--- START Source data ---

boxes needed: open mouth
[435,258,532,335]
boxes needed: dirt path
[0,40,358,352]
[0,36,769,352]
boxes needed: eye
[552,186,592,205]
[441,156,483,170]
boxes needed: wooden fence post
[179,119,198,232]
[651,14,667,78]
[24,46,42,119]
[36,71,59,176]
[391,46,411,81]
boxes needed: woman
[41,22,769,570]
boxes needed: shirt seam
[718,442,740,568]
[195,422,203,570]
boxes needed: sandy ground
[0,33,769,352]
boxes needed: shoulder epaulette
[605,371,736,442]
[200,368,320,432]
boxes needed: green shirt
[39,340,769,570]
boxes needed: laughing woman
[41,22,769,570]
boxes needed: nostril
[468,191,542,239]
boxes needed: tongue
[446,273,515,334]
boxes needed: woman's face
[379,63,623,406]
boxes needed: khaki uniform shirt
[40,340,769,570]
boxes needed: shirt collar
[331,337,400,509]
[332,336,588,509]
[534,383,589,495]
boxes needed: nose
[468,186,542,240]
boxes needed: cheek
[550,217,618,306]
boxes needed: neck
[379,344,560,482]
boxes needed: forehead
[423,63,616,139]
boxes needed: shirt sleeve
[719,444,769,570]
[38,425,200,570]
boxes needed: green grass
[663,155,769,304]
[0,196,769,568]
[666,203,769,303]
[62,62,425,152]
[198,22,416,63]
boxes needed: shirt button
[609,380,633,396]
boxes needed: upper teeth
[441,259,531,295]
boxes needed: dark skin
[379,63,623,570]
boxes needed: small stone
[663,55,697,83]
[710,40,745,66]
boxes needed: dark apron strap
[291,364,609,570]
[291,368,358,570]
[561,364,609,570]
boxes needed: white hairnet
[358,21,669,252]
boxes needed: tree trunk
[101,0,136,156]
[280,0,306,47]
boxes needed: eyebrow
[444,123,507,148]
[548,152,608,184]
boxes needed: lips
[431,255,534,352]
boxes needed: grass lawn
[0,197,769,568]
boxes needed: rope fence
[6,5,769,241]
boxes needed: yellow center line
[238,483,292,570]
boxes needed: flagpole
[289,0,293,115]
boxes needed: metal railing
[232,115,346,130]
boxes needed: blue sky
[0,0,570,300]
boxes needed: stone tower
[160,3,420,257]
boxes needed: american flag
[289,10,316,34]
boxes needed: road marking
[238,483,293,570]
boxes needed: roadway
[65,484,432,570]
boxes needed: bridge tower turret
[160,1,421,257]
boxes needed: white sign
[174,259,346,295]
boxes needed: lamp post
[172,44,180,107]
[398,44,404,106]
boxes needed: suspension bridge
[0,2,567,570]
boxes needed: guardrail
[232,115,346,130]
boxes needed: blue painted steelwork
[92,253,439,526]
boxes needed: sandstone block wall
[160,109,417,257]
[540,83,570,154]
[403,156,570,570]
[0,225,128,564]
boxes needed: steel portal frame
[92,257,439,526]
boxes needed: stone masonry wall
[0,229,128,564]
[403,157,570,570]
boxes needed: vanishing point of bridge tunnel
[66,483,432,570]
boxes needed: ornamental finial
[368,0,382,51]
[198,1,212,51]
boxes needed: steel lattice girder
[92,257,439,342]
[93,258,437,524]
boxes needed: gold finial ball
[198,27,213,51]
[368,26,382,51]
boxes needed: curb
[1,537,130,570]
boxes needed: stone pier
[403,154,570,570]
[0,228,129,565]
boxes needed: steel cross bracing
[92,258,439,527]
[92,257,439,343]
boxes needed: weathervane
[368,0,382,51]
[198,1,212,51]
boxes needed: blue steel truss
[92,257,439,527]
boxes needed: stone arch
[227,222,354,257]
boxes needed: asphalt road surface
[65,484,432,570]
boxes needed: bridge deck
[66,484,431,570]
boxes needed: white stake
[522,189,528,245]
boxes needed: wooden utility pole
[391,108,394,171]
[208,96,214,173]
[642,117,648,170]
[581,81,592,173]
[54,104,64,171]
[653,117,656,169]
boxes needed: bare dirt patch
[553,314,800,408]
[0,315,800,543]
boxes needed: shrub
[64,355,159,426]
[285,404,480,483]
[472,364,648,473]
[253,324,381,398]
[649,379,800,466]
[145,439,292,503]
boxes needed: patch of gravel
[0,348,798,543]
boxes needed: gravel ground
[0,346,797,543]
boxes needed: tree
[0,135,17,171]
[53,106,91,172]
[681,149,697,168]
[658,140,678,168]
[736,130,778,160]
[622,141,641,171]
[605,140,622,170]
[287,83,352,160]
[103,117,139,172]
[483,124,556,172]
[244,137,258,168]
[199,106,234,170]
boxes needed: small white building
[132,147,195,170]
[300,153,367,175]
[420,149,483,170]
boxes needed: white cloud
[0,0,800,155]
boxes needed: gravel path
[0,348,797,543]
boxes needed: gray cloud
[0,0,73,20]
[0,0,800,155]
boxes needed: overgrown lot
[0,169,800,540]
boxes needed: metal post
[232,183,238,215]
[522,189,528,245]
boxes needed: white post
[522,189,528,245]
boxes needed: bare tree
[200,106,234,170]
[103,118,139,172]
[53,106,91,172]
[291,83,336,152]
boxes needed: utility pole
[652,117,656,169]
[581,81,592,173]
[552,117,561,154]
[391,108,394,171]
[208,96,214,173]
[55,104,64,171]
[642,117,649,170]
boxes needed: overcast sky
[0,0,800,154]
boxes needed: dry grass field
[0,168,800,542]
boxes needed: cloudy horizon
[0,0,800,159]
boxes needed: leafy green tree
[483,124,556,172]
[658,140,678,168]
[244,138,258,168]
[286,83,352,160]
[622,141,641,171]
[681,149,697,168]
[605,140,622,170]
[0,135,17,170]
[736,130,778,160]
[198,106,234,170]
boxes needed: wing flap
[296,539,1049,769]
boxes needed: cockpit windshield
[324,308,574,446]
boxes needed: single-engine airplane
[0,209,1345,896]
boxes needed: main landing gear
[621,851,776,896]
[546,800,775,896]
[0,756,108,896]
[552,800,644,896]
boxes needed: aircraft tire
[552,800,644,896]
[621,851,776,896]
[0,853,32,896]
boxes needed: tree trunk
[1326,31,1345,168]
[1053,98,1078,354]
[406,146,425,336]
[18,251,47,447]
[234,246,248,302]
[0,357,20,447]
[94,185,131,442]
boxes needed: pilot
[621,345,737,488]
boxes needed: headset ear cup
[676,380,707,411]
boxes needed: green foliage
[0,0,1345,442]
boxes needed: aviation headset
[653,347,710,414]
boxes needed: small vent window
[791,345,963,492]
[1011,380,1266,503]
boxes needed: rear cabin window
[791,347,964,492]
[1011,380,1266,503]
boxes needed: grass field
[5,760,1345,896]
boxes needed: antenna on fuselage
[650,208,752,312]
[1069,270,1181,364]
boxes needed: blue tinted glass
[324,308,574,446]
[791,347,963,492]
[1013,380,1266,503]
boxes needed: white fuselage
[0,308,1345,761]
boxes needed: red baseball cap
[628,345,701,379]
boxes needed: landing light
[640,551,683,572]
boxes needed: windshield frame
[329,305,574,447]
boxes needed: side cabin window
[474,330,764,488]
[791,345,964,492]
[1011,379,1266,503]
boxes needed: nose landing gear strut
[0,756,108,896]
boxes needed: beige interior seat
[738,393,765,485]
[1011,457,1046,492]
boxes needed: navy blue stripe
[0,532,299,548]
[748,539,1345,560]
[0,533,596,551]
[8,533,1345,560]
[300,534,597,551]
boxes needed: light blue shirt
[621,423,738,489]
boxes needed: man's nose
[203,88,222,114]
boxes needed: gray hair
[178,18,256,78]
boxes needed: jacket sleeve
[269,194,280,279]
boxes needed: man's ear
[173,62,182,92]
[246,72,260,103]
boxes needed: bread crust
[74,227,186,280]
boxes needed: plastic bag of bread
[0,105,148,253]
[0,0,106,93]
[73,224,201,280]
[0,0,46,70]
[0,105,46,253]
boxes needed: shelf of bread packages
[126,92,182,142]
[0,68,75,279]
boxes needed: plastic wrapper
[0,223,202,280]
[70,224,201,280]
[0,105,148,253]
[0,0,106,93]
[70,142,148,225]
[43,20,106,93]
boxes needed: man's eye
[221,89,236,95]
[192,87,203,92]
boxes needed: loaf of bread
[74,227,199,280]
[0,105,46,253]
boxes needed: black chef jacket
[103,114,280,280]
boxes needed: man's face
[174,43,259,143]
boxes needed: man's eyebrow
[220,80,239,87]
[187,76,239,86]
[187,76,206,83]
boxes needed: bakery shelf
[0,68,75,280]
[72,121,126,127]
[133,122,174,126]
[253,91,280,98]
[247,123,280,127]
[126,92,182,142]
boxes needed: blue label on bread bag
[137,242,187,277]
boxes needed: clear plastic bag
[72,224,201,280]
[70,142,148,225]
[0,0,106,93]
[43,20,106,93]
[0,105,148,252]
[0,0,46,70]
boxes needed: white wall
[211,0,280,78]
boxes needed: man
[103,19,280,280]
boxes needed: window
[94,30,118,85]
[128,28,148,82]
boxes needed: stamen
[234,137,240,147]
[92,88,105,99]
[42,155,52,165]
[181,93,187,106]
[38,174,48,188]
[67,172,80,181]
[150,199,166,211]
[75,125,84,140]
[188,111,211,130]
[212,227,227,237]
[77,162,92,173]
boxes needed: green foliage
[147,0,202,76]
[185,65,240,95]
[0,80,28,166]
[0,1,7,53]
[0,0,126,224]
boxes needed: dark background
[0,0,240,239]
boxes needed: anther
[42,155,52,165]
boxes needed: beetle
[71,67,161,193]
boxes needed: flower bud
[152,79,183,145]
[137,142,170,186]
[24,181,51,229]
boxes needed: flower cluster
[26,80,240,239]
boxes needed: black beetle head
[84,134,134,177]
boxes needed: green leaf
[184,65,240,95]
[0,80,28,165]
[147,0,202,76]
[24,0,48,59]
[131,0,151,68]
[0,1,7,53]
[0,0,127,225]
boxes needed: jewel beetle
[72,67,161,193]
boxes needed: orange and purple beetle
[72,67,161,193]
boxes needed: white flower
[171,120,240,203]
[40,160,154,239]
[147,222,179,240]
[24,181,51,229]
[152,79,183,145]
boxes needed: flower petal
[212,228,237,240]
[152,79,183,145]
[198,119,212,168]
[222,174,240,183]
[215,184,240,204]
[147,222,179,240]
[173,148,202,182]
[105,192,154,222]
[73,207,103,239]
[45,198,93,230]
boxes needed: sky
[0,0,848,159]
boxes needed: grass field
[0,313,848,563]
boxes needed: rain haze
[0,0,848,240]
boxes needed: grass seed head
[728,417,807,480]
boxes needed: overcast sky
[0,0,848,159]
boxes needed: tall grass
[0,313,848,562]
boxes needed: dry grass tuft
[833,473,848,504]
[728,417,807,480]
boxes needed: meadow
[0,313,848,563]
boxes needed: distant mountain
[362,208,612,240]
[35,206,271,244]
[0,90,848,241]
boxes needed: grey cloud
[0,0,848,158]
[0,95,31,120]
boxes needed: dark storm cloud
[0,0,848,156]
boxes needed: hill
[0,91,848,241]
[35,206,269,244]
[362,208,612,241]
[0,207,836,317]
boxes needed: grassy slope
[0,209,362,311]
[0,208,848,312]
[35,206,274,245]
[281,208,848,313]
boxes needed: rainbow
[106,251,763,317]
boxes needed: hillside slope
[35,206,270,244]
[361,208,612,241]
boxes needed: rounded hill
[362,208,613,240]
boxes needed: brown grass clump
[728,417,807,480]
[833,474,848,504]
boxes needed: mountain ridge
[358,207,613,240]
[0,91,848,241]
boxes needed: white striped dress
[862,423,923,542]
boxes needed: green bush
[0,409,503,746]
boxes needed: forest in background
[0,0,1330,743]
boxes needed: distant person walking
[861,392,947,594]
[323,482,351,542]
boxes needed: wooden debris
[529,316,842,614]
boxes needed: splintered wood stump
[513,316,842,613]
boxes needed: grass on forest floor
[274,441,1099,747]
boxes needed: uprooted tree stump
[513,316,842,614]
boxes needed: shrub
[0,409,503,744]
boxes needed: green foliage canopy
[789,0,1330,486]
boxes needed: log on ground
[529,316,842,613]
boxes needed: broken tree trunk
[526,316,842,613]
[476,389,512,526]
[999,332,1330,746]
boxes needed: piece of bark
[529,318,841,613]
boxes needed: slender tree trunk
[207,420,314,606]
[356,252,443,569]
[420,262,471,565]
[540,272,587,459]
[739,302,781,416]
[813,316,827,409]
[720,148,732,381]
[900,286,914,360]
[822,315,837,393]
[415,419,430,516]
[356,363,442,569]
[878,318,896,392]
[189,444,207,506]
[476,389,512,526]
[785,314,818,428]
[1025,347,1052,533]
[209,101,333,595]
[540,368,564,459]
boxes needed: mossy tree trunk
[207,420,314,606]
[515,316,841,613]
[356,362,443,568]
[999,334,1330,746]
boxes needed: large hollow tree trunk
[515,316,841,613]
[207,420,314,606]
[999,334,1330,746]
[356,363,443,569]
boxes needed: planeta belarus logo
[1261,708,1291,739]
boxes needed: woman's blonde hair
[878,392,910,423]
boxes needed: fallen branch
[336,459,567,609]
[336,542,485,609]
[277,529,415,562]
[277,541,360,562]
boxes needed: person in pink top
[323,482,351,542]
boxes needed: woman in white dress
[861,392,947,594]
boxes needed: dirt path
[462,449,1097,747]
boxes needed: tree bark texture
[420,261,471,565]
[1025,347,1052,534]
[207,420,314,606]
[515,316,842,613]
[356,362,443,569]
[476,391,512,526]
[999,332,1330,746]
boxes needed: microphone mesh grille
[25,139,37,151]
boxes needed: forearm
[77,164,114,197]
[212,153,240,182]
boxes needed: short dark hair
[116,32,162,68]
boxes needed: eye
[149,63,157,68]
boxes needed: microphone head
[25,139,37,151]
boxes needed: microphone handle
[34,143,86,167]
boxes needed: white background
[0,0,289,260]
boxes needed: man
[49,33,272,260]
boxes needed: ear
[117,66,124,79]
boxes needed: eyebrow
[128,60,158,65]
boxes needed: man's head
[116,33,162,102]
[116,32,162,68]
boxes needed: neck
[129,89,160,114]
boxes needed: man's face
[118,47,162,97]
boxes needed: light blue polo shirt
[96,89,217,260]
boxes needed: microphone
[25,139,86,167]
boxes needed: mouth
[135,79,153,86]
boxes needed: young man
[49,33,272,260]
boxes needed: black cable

--- END Source data ---

Render the lines of the items from the line containing "boxes needed: bridge deck" through the line containing "[0,169,800,540]", both included, as a Markdown table with the columns Row and Line. Number each line in the Row column and omit any blank lines.

| Row | Line |
|---|---|
| 1 | boxes needed: bridge deck |
| 2 | [66,484,431,570] |
| 3 | boxes needed: white stake |
| 4 | [522,189,528,245] |
| 5 | boxes needed: wooden utility pole |
| 6 | [391,108,394,171] |
| 7 | [208,96,214,173] |
| 8 | [642,117,648,170] |
| 9 | [581,81,592,173] |
| 10 | [54,104,64,171] |
| 11 | [653,117,656,169] |
| 12 | boxes needed: bare dirt patch |
| 13 | [553,314,800,408] |
| 14 | [0,315,800,543] |
| 15 | boxes needed: shrub |
| 16 | [64,355,159,426] |
| 17 | [285,404,480,483] |
| 18 | [472,364,648,473] |
| 19 | [253,324,381,398] |
| 20 | [649,379,800,466] |
| 21 | [145,439,292,503] |
| 22 | boxes needed: patch of gravel |
| 23 | [0,348,798,543] |
| 24 | boxes needed: gravel ground |
| 25 | [0,346,797,543] |
| 26 | boxes needed: tree |
| 27 | [0,135,17,171] |
| 28 | [53,106,91,172] |
| 29 | [681,149,697,168] |
| 30 | [658,140,678,168] |
| 31 | [736,130,778,160] |
| 32 | [622,141,641,171] |
| 33 | [605,140,622,170] |
| 34 | [287,83,352,160] |
| 35 | [103,117,139,172] |
| 36 | [483,124,556,172] |
| 37 | [244,137,258,168] |
| 38 | [199,106,234,170] |
| 39 | boxes needed: small white building |
| 40 | [132,147,195,170] |
| 41 | [300,153,367,175] |
| 42 | [420,149,483,170] |
| 43 | boxes needed: white cloud |
| 44 | [0,0,800,155] |
| 45 | boxes needed: gravel path |
| 46 | [0,348,797,543] |
| 47 | boxes needed: gray cloud |
| 48 | [0,0,73,20] |
| 49 | [0,0,800,155] |
| 50 | boxes needed: overgrown lot |
| 51 | [0,169,800,540] |